Format the rows from the start through the line containing "579 350 L 574" as a two-column CSV with the headers text and answer, one line per row. Put each field in double quotes and turn any line breaks inside it into spaces.

--- START ---

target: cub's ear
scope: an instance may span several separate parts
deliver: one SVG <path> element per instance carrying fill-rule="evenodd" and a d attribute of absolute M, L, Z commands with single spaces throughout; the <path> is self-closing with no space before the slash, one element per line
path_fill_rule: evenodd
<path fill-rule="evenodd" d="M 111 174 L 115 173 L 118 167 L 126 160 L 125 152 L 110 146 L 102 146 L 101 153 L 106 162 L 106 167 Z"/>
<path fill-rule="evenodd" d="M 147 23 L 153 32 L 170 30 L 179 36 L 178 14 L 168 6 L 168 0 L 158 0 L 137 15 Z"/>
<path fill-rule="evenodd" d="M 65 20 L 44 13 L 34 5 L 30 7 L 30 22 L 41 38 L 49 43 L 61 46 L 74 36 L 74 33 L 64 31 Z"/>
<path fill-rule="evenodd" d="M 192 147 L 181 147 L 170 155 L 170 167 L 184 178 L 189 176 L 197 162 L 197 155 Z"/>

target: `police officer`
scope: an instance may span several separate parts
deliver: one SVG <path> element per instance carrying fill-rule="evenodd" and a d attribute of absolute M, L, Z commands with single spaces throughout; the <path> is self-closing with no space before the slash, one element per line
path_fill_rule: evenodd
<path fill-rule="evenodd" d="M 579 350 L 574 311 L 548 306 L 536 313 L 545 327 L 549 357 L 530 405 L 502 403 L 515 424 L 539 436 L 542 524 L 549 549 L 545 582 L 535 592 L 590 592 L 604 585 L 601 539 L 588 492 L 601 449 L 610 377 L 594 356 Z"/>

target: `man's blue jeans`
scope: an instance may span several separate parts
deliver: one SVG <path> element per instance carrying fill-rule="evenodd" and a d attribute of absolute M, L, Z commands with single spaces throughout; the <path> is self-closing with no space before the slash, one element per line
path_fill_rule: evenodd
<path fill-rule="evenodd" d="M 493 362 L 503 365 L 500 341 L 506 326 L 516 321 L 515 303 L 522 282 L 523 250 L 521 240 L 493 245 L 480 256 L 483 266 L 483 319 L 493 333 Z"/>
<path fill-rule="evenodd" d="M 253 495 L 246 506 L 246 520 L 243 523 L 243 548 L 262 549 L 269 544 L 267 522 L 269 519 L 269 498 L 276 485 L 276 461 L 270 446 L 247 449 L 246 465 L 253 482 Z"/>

--- END ---

* SOLUTION *
text,answer
"target: cub's ear scope: an instance may span several separate parts deliver: one SVG <path> element per instance carrying fill-rule=""evenodd"" and a d attribute of absolute M, L, Z commands with single spaces throughout; the <path> is self-closing with no space before the slash, one element per line path_fill_rule: evenodd","<path fill-rule=""evenodd"" d=""M 111 174 L 115 173 L 118 167 L 126 160 L 125 152 L 110 146 L 102 146 L 101 153 L 106 162 L 106 167 Z""/> <path fill-rule=""evenodd"" d=""M 147 23 L 153 32 L 170 30 L 179 36 L 178 14 L 168 6 L 168 0 L 158 0 L 137 15 Z""/> <path fill-rule=""evenodd"" d=""M 65 20 L 44 13 L 34 5 L 30 7 L 30 22 L 41 38 L 49 43 L 61 46 L 74 36 L 74 33 L 64 31 Z""/> <path fill-rule=""evenodd"" d=""M 192 147 L 181 147 L 170 155 L 170 167 L 184 178 L 189 176 L 197 162 L 197 155 Z""/>"
"target: `police officer` scope: an instance may span several separate parts deliver: one SVG <path> element per instance carrying fill-rule=""evenodd"" and a d attribute of absolute M, L, Z commands with single spaces throughout; the <path> is self-closing with no space before the slash, one element per line path_fill_rule: evenodd","<path fill-rule=""evenodd"" d=""M 579 350 L 574 311 L 548 306 L 536 313 L 545 327 L 549 357 L 530 405 L 502 403 L 515 424 L 539 436 L 542 524 L 549 549 L 545 582 L 535 592 L 590 592 L 604 585 L 601 539 L 588 492 L 601 449 L 610 377 L 594 356 Z""/>"